Aim.
Extend the article about the song "Defenceless" below, beginning right after its final sentence.

Extract to read.
begin

Song by Louis Tomlinson

from the album Walls
- Genre: Pop
- Length: 3:34
- Label: Arista; 78; Syco;
- Songwriters: Louis Tomlinson; Sean Douglas; Joe Janiak;
- Producer: Janiak

= Defenceless =

"Defenceless" is a song by English singer-songwriter Louis Tomlinson from his debut studio album, Walls.

==Background==
Tomlinson first premiered the track when he performed the song live at the Coca Cola Music Experience Festival in Madrid in September 2019. He described the song as a "bit of a cry for help."

In February 2021, fans began "Project Defenceless", to celebrate the one-year anniversary of his debut studio album, Walls, as well as boosting the song's streams and sales. In response to the fans, Tomlinson tweeted, "You guys are relentless. Thank you for all your hard work!"

end

Provided information.

begin

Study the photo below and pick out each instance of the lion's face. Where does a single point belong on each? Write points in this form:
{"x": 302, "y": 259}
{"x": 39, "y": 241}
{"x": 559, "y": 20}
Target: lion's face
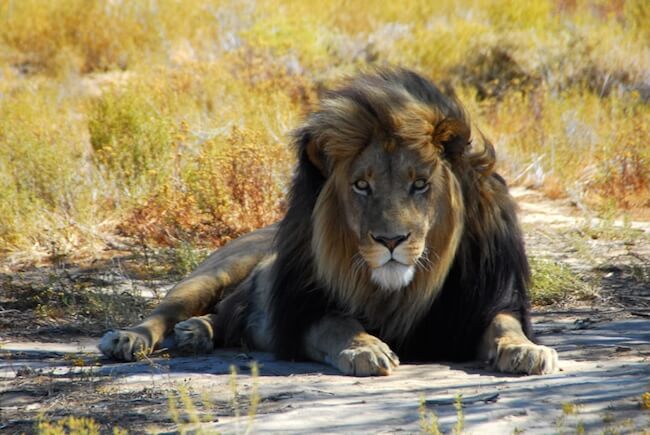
{"x": 389, "y": 214}
{"x": 390, "y": 208}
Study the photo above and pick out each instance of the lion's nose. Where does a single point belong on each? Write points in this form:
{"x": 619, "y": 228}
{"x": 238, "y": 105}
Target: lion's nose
{"x": 391, "y": 242}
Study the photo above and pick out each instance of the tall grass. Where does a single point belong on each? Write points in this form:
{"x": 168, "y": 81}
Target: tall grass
{"x": 167, "y": 121}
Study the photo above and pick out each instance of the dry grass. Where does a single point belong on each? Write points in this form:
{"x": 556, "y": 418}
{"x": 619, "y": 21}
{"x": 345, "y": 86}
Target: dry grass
{"x": 167, "y": 121}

end

Answer to this task.
==Composition==
"Defenceless" was written by Louis Tomlinson and Sean Douglas, while production was handled by Joe Janiak who also co-wrote the track. Speaking about the song's lyrics, Tomlinson stated, "The conception of this song is kind of about that moment where you're in an argument or feeling particularly vulnerable. Lyrically, I've said in the past it's always been important for me to be honest and vulnerable at times, definitely there's a lot of honesty in there."

==Reception==
"Defenceless" was met with mixed responses. The song is considered as a "fan favourite" from the album. Mike Nied of Idolator praised Janiak's production on the track stating, "Joe Janiak's production swells and recedes epically across the track. And this is another moment that only gets better the more you listen to it." However, others have criticized the lyrics of the song. Ella Kemp of NME stated, "often he'll just sing the song's title over and over again." CityNews noted, "His lyrics are lazy; he rhymes 'defenceless' with 'fences'."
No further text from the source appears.